AIM:
Here are some records; return them all exactly.

Spatial annotation records:

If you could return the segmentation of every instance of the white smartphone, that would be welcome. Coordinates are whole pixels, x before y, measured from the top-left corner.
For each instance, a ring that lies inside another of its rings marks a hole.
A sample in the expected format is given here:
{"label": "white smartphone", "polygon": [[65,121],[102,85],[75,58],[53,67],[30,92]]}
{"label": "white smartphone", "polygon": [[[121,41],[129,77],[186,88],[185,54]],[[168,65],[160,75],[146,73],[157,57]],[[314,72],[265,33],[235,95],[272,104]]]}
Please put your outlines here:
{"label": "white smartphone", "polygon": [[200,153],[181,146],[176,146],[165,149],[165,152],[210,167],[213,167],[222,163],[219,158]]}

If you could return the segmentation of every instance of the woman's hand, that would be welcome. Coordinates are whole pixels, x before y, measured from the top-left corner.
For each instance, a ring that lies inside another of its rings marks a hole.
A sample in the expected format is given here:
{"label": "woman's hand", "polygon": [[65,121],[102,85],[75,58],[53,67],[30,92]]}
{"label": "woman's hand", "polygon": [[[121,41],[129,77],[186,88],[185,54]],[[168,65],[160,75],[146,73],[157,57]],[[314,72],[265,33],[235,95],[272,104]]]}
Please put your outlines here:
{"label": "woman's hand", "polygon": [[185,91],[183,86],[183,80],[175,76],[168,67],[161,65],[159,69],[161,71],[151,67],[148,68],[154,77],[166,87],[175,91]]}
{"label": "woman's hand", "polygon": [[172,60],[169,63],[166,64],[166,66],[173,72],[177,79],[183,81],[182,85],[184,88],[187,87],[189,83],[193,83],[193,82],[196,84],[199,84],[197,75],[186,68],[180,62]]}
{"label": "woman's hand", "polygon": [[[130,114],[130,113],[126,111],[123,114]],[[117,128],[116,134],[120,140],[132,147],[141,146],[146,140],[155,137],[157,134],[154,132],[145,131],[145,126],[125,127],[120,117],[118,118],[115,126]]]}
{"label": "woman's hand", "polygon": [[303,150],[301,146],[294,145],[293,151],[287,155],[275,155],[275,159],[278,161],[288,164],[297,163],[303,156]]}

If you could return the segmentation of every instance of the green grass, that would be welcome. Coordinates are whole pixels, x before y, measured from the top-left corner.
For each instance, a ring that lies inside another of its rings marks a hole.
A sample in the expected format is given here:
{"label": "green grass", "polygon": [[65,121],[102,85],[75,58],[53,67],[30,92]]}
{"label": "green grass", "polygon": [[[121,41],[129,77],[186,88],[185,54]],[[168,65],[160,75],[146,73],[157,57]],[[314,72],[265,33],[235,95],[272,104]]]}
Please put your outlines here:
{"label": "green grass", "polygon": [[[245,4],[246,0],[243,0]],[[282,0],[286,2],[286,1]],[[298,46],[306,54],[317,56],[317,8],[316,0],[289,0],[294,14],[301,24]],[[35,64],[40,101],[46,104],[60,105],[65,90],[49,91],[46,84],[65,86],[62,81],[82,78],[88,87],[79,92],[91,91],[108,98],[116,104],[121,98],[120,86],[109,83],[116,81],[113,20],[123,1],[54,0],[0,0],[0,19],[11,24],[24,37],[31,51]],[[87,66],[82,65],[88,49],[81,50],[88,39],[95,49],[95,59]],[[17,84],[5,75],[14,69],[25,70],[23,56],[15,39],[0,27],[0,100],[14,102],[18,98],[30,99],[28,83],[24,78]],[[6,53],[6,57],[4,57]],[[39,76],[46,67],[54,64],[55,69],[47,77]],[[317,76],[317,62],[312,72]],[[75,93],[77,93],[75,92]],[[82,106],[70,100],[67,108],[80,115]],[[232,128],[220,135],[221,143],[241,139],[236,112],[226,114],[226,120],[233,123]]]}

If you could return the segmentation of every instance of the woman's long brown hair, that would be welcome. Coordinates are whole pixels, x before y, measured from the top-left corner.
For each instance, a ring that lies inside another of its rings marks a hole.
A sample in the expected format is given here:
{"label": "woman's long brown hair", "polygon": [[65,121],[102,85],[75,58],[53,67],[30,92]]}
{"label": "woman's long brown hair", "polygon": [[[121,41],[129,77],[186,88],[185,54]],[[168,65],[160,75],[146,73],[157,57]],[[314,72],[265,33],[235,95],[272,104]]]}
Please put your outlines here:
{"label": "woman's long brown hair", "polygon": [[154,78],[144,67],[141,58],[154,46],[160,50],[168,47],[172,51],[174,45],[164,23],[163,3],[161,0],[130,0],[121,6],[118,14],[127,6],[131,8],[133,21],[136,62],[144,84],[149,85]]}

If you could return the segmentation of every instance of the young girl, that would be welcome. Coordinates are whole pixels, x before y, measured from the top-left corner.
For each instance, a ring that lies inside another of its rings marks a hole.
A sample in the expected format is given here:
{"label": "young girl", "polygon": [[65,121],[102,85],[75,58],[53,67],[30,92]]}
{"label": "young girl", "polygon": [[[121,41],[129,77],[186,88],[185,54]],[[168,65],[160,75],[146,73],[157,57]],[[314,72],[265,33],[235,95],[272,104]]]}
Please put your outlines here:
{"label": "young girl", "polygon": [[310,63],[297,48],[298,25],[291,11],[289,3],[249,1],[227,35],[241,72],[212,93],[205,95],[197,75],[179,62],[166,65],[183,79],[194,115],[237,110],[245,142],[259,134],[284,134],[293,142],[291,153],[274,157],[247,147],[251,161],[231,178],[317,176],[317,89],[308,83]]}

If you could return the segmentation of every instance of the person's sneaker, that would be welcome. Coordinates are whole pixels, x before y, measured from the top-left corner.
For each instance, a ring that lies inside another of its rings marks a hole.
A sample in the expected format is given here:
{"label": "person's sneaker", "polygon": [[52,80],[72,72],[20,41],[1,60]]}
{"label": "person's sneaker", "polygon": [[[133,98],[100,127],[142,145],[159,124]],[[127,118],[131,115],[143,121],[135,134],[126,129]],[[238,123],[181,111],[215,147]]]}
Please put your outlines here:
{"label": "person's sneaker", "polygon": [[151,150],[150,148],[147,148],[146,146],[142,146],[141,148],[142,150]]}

EXPECTED ANSWER:
If you could return the segmentation of every instance of the white smartphone, that would be welcome. Coordinates are whole pixels, x before y, measured from the top-left corner.
For each instance, a ring that lies inside another of its rings marks a hole.
A sample in the expected format is given here:
{"label": "white smartphone", "polygon": [[65,121],[102,85],[75,58],[53,67],[30,92]]}
{"label": "white smartphone", "polygon": [[[121,41],[129,77],[186,88],[185,54]],[[168,65],[160,75],[146,73],[157,57]],[[314,72],[265,33],[235,95],[272,104]]]}
Please put your outlines here:
{"label": "white smartphone", "polygon": [[200,153],[181,146],[176,146],[165,149],[165,152],[210,167],[213,167],[222,163],[219,158]]}

If you could return the segmentation of every instance of the woman's hand, that would be welcome. Coordinates are whole pixels, x before y, measured from the top-left corner.
For each instance, a ring that lies inside another of its rings marks a hole.
A sample in the expected format is given here:
{"label": "woman's hand", "polygon": [[65,121],[102,85],[75,58],[53,67],[30,92]]}
{"label": "woman's hand", "polygon": [[[121,41],[129,77],[186,88],[185,54]],[[168,65],[160,75],[146,73],[157,57]],[[314,72],[265,33],[235,95],[272,104]]]}
Please put your outlines here:
{"label": "woman's hand", "polygon": [[185,91],[183,86],[183,80],[175,76],[168,67],[161,65],[159,69],[161,71],[151,67],[148,68],[154,77],[166,87],[175,91]]}
{"label": "woman's hand", "polygon": [[172,60],[169,63],[166,64],[166,66],[173,72],[177,79],[183,81],[182,85],[184,88],[187,87],[189,83],[193,83],[193,82],[196,84],[199,84],[197,75],[186,68],[180,62]]}
{"label": "woman's hand", "polygon": [[[130,114],[130,113],[126,111],[123,114]],[[117,128],[116,134],[120,140],[132,147],[141,146],[146,140],[155,137],[157,134],[154,132],[145,131],[145,126],[125,127],[120,117],[118,118],[115,126]]]}
{"label": "woman's hand", "polygon": [[303,150],[301,146],[294,145],[293,151],[287,155],[275,155],[275,159],[278,161],[288,164],[297,163],[303,156]]}

If you could return the segmentation of every instance of the green grass, that would be welcome. Coordinates are whole pixels, x before y, measured from the top-left corner.
For each instance, a ring that lies inside another of its rings marks a hole.
A sample in the expected format is given here:
{"label": "green grass", "polygon": [[65,121],[102,85],[75,58],[53,67],[30,92]]}
{"label": "green grass", "polygon": [[[121,41],[129,77],[186,88],[185,54]],[[168,65],[160,75],[146,73],[157,57]],[[314,72],[265,33],[235,95],[272,104]]]}
Please put your outlines here:
{"label": "green grass", "polygon": [[[245,4],[246,0],[243,0]],[[282,0],[286,2],[286,1]],[[298,46],[306,54],[317,56],[317,8],[316,0],[289,0],[294,14],[301,24]],[[35,64],[40,101],[46,104],[60,105],[65,90],[49,91],[46,84],[65,86],[62,81],[82,78],[88,87],[79,92],[91,91],[108,98],[116,104],[121,98],[120,86],[109,83],[116,81],[113,20],[123,1],[54,0],[0,0],[0,19],[11,24],[24,37],[31,51]],[[87,66],[82,65],[88,49],[81,50],[88,39],[95,49],[95,59]],[[17,84],[5,75],[14,69],[25,70],[23,56],[15,39],[0,27],[0,100],[14,102],[18,98],[30,99],[28,83],[24,78]],[[6,53],[6,57],[4,57]],[[39,76],[46,67],[54,64],[55,69],[47,77]],[[317,76],[317,62],[312,72]],[[75,93],[77,93],[75,92]],[[82,106],[70,100],[67,108],[80,115]],[[232,128],[220,135],[221,143],[241,139],[236,112],[226,114],[226,120],[233,123]]]}

If you could return the segmentation of every instance of the woman's long brown hair, that would be welcome. Coordinates are whole pixels, x before y, measured from the top-left corner.
For each instance, a ring that lies inside another of its rings marks a hole.
A sample in the expected format is given here:
{"label": "woman's long brown hair", "polygon": [[65,121],[102,85],[75,58],[53,67],[30,92]]}
{"label": "woman's long brown hair", "polygon": [[[121,41],[129,77],[186,88],[185,54]],[[168,65],[160,75],[146,73],[157,57]],[[314,72],[265,33],[235,95],[272,104]]]}
Please put your outlines here:
{"label": "woman's long brown hair", "polygon": [[154,78],[144,67],[141,58],[154,46],[160,50],[168,47],[172,51],[174,45],[164,23],[163,3],[161,0],[130,0],[121,6],[118,14],[127,6],[131,8],[133,21],[136,62],[144,84],[149,85]]}

If you could return the segmentation of every instance of the young girl, that would be welcome. Coordinates are whole pixels, x before y, measured from the top-left corner.
For each instance, a ring that lies inside another of its rings marks a hole.
A sample in the expected format is given here:
{"label": "young girl", "polygon": [[65,121],[102,85],[75,58],[53,67],[30,92]]}
{"label": "young girl", "polygon": [[[121,41],[129,77],[186,88],[185,54]],[[168,65],[160,75],[146,73],[157,57]],[[314,72],[265,33],[235,95],[272,104]]]}
Please put your outlines here:
{"label": "young girl", "polygon": [[310,63],[297,48],[298,25],[291,11],[289,3],[249,1],[227,35],[241,72],[212,93],[205,95],[197,75],[179,62],[166,65],[183,79],[194,115],[237,110],[245,142],[259,134],[284,134],[293,142],[291,153],[274,157],[247,147],[251,161],[231,178],[317,176],[317,89],[308,83]]}

If you could return the segmentation of every instance of the person's sneaker, that would be welcome. Coordinates are whole pixels, x before y, measured from the top-left corner.
For each instance, a ring that lies inside another of its rings marks a hole.
A sample in the expected format is given here:
{"label": "person's sneaker", "polygon": [[52,80],[72,72],[20,41],[1,60]]}
{"label": "person's sneaker", "polygon": [[[133,98],[100,127],[142,145],[159,124]],[[127,118],[131,115],[143,121],[135,134],[126,129]],[[238,123],[181,111],[215,147]]]}
Please put your outlines here:
{"label": "person's sneaker", "polygon": [[151,150],[150,148],[147,148],[146,146],[142,146],[141,148],[142,150]]}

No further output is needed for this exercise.